*简短问题:*
把下面这篇 Faster-RCNN 节选中以含“从代码的角度解释训练步骤：”的词语开头、到“# 这里相当于把图像分割成feature_size*feature_size的网格， 每个网格对应一个特征点。”结束的那一段重写出来，并将其中的“特征图”一律改称“特征映射”。

*节选:*
# # # #
Faster-RCNN 解析 | 易学教程

参考文档：读懂Faster RCNN - 白裳的文章 - 知乎 https://zhuanlan.zhihu.com/p/31426458

一：目标检测发展概述

如上图所示，目标检测在2012年之前还是使用传统的方法。之后深度学习在计算机视觉的应用，使得各种框架涌现出来，这里我们挑选最经典的进行解析，领悟其中的思想。

在之前的经验基础上，2016年提出faster-rcnn，将特征抽取，候选框选定，框位置的确定，分类都整合在一个网络中。使得综合性能有较大的提高。网络结构如下：

大体上包含四个部分：

1 Conv layer ,包含卷积，池化，激活三种层，值得注意的是这一部分的卷积不会改变输入矩阵的大小，只有pool会，经过四个pooling ,原图像变成（M/16 * N/16），这样固定尺寸以便特征图和原图对应起来。

2 RPN 抛弃了传统的滑动窗口和SS方法，使用RPN快速生成检测框和预测框的坐标系数，架构如下图所示：

3 特征图和预测框通过ROI pooling 获取固定尺寸的预测目标特征图，即利用预测框，从特征图把目标抠出来

4 分类和坐标回归

从代码的角度解释训练步骤：

step 1: 初始化所有anchor,并找出有效的anchor和对应的index，anchor的个数是特征图的WxH个

def init_anchor(img_size=800, sub_sample=16):
    ratios = [0.5, 1, 2]
    anchor_scales = [8, 16, 32]  # 该尺寸是针对特征图的

    # 一个特征点对应原图片中的16*16个像素点区域, 'img_size // sub_sample'得到特征图的尺寸
    feature_size = (img_size // sub_sample)
    # 这里相当于把图像分割成feature_size*feature_size的网格， 每个网格对应一个特征点。
    # ctr_x， ctr_y: 每个网格的右下方坐标
    ctr_x = np.arange(sub_sample, (feature_size + 1) * sub_sample, sub_sample)  # 共feature_size个
    ctr_y = np.arange(sub_sample, (feature_size + 1) * sub_sample, sub_sample)  # 共feature_size个
    # print len(ctr_x)  # 50

    index = 0
    # ctr: 每个网格的中心点，一共feature_size*feature_size个网格
    ctr = dict()
    for x in range(len(ctr_x)):
        for y in range(len(ctr_y)):
            ctr[index] = [-1, -1]
            ctr[index][1] = ctr_x[x] - 8  # 右下角坐标 - 8 = 中心坐标
            ctr[index][0] = ctr_y[y] - 8
            index += 1
    # print len(ctr)  # 将原图片分割成50*50=2500(feature_size*feature_size)个区域的中心点

    # 初始化：每个区域有9个anchors候选框，每个候选框的坐标(y1, x1, y2, x2)
# # # #
*数据摘录:*
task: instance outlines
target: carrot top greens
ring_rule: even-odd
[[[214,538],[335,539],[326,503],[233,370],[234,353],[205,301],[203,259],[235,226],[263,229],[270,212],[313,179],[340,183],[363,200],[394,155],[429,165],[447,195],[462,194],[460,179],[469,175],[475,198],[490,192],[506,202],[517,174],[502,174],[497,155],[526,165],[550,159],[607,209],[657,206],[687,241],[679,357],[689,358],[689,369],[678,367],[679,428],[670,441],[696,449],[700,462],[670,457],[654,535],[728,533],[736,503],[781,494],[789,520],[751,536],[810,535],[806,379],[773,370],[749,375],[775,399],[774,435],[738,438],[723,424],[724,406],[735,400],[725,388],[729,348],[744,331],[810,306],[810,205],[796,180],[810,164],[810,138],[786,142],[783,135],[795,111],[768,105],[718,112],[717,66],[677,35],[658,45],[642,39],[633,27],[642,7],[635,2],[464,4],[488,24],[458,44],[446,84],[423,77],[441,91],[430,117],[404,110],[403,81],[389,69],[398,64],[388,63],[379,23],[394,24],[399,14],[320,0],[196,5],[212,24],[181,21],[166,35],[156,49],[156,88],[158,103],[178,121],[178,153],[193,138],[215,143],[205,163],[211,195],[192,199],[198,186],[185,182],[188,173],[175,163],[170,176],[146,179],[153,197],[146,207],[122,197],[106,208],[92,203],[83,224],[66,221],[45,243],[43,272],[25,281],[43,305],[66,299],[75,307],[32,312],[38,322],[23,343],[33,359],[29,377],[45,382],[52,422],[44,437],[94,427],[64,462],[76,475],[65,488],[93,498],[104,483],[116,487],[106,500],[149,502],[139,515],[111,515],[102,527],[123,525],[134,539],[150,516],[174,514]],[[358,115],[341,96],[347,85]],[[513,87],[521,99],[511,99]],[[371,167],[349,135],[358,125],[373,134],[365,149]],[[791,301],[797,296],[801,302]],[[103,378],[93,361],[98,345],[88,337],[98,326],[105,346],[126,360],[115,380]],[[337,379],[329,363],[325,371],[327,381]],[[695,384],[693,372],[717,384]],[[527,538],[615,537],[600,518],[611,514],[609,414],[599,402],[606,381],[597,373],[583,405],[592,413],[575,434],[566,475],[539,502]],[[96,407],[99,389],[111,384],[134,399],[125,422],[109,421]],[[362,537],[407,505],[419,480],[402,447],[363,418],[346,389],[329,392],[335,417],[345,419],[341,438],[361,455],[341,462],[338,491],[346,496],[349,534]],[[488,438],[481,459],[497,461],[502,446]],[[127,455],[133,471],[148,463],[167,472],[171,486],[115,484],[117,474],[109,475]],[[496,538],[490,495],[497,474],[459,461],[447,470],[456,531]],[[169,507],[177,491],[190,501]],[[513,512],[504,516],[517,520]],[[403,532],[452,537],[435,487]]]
# # # #
*完成结果:*
从代码的角度解释训练步骤：

step 1: 初始化所有anchor,并找出有效的anchor和对应的index，anchor的个数是特征映射的WxH个

def init_anchor(img_size=800, sub_sample=16):
    ratios = [0.5, 1, 2]
    anchor_scales = [8, 16, 32]  # 该尺寸是针对特征映射的

    # 一个特征点对应原图片中的16*16个像素点区域, 'img_size // sub_sample'得到特征映射的尺寸
    feature_size = (img_size // sub_sample)
    # 这里相当于把图像分割成feature_size*feature_size的网格， 每个网格对应一个特征点。